[start of Supplied data]

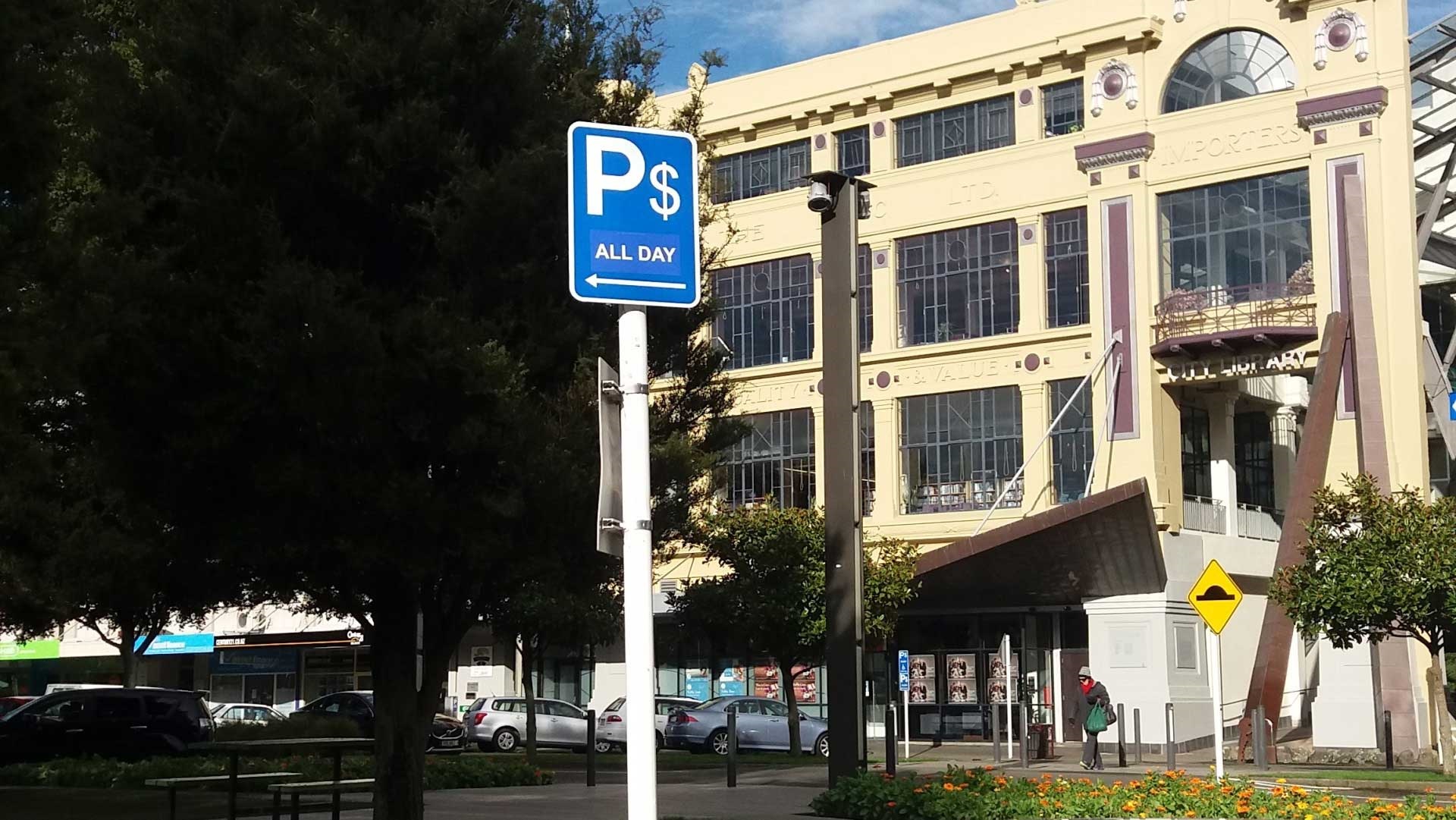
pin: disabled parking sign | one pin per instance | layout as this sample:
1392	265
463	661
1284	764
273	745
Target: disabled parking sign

[end of Supplied data]

Every record above should be transcribed exactly; the pictures stay out of the copy.

◆ Final result ◆
pin: disabled parking sign | one pin per instance | layout as this sample:
1392	265
463	661
1284	764
273	745
Target: disabled parking sign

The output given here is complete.